• **Required task 1**:
Count the lines in the records below that contain the word "wooden", and give only that number.

• **Text passage**:
···

Ambea further estimates that the Combined Company can realise annual pre-tax cost synergies of around MSEK 120 on a run-rate basis, with full effect in the second year following completion of the Offer. The synergies are expected to arise primarily through reduced administrative costs, operational improvements and a more efficient utilisation of shared resources. Through greater scale and more efficient use of resources, the Combined Company is expected to have improved opportunities to invest in quality, skills development, digital working methods, AI and continued capacity expansion in line with society’s growing need for high-quality care.
Transaction related costs are estimated at approximately MSEK 90 in 2026, and one-off synergy realisation costs are estimated at approximately MSEK 150, to be largely incurred within 12–15 months following completion of the Offer.
The transaction is expected to be accretive to adjusted earnings per share, already in the first full financial year following completion of the Offer, with accretion expected to increase materially thereafter.[11]
The Combined Company’s strategic direction is expected to build on Ambea’s existing strategy and on the complementary strengths that Humana brings. Ambea’s four strategic focus areas are to offer care services with a customer focus, deliver quality through competence, create time for care, and accelerate innovation and welfare technology. Humana brings additional specialist expertise, evidence-based working methods, experience of highly specialised and personalised care as well as innovative quality and sustainability work.
Preliminary aggregated financial information[12]
The financial information presented below is based on Ambea’s and Humana’s audited financial statements for the period 1 January – 31 December 2025, which have been prepared in accordance with IFRS.
This summary should not be regarded as pro forma financial statements, since no adjustments have been made for the effects of the transaction, differences in accounting policies or transaction costs. The information presented below does not necessarily reflect the results or financial position that Ambea and Humana would have had together had they conducted their operations within the same group during this period. For example, expected synergies have not been taken into account. Nor is the information indicative of what the Combined Company’s future results will be. The aggregated financial information has not been audited or otherwise reviewed by Ambea’s or Humana’s auditors or any other third party.
The information in this press release includes alternative performance measures (APMs). Such measures are used by the management teams of the respective company to enhance understanding of their performance and to supplement, but not replace, the financial results prepared in accordance with IFRS.

···

• **The data**:
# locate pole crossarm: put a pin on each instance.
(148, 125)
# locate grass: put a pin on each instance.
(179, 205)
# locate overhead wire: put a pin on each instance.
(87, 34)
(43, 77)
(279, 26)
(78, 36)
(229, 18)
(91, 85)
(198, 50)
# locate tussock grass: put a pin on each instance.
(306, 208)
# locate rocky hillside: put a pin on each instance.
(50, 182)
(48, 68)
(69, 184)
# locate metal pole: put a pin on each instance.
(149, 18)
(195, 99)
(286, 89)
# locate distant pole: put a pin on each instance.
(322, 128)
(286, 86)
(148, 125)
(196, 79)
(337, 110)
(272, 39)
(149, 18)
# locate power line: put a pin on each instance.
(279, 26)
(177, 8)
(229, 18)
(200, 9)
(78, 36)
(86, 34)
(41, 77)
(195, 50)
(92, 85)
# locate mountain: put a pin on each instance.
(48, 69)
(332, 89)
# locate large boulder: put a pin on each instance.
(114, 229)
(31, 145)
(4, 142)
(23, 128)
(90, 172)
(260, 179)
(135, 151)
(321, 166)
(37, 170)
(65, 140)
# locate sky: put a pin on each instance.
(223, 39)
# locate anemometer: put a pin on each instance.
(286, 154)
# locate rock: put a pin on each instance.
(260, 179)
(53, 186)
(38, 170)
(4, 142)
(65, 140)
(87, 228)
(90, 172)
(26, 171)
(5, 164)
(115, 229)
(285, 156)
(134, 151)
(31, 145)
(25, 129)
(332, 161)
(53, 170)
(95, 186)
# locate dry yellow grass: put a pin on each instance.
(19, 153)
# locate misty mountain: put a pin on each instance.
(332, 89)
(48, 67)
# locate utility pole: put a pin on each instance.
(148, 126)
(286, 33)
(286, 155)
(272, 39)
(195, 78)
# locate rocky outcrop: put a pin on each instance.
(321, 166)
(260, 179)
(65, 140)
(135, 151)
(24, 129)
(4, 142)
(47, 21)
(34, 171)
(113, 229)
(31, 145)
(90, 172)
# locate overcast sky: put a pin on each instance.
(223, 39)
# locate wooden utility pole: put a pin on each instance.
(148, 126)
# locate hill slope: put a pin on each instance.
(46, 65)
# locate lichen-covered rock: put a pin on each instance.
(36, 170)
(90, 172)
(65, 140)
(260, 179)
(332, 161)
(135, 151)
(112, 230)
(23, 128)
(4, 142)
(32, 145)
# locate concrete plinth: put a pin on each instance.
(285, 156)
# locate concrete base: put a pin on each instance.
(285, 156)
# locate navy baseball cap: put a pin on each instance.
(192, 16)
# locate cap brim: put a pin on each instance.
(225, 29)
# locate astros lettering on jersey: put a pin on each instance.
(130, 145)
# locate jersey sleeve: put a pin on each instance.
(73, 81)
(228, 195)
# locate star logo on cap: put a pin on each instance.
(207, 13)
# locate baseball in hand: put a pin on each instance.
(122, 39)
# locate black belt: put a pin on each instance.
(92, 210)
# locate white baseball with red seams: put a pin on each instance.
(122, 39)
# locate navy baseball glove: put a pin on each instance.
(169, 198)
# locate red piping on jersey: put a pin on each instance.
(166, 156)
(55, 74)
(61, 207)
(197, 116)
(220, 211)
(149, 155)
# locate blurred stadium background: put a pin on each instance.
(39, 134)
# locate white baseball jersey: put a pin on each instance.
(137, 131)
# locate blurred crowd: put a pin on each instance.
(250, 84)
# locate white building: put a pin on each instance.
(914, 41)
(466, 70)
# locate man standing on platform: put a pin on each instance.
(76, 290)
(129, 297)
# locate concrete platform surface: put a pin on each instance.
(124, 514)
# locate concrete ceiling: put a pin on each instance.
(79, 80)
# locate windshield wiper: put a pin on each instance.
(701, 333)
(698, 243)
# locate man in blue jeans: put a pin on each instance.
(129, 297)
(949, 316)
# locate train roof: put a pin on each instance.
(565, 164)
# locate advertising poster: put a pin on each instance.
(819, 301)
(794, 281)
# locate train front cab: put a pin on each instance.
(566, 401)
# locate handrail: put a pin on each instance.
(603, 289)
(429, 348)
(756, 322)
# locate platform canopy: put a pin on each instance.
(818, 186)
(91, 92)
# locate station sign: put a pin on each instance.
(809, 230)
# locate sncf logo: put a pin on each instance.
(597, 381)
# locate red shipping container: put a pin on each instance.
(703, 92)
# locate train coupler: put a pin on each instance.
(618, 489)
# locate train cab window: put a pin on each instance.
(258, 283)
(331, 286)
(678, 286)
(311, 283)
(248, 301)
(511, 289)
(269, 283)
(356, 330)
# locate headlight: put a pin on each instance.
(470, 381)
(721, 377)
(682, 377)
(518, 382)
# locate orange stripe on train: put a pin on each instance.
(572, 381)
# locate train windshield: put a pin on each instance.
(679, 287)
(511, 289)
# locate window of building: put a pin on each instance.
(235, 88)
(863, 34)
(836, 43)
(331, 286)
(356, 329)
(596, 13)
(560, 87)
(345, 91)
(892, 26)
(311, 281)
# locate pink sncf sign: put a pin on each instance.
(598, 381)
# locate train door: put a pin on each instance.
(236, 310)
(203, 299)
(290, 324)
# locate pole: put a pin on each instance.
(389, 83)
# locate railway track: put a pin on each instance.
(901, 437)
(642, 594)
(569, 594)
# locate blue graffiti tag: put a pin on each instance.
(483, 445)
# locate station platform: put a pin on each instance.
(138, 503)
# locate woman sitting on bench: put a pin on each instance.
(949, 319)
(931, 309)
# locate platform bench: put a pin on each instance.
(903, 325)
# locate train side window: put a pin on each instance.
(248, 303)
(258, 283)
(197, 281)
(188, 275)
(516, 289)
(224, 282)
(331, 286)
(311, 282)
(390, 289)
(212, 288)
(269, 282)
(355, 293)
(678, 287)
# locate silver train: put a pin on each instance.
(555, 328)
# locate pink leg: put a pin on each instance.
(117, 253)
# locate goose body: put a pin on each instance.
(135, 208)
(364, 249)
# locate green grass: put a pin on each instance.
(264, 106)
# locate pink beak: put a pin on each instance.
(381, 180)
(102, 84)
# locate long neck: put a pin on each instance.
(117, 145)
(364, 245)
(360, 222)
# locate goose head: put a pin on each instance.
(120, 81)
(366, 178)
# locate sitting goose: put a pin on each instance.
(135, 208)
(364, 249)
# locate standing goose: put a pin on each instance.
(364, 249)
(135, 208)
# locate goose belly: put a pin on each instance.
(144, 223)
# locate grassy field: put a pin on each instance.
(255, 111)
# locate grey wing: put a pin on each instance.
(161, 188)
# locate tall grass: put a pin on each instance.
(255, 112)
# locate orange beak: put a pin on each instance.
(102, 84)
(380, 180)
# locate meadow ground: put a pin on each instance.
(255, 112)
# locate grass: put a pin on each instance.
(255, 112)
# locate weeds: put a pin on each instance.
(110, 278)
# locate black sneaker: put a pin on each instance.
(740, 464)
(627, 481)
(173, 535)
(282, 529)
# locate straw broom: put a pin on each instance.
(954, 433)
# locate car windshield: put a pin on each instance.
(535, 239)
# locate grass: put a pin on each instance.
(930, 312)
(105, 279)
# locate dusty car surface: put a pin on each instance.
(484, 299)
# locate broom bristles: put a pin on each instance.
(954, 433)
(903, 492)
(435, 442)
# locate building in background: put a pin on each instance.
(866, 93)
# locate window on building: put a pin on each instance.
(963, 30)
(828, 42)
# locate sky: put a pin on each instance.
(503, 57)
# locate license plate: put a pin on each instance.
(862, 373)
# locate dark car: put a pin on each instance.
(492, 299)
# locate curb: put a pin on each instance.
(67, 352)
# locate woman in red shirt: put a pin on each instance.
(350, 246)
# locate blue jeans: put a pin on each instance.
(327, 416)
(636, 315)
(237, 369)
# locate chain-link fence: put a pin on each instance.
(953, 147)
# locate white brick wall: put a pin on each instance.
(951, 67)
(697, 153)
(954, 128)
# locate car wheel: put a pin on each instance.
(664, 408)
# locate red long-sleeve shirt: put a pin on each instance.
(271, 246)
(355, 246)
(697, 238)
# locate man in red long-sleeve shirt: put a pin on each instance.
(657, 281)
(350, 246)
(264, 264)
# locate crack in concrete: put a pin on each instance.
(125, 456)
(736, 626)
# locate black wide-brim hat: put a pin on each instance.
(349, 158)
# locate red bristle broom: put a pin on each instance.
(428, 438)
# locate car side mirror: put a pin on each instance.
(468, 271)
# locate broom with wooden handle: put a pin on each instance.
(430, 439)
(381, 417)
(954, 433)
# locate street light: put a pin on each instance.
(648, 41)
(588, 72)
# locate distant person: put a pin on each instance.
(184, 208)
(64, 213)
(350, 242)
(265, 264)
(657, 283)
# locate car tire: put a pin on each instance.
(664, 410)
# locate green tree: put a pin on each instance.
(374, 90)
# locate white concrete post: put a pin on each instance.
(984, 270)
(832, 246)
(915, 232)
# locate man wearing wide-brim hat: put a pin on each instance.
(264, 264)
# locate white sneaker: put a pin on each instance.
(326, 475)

···

• **Required task 2**:
Please transcribe the passage on the Ambea and Humana combination word for word, starting at "The information in this" and ending at "results prepared in accordance with IFRS.".

• **Full response 1**:
2

• **Full response 2**:
The information in this press release includes alternative performance measures (APMs). Such measures are used by the management teams of the respective company to enhance understanding of their performance and to supplement, but not replace, the financial results prepared in accordance with IFRS.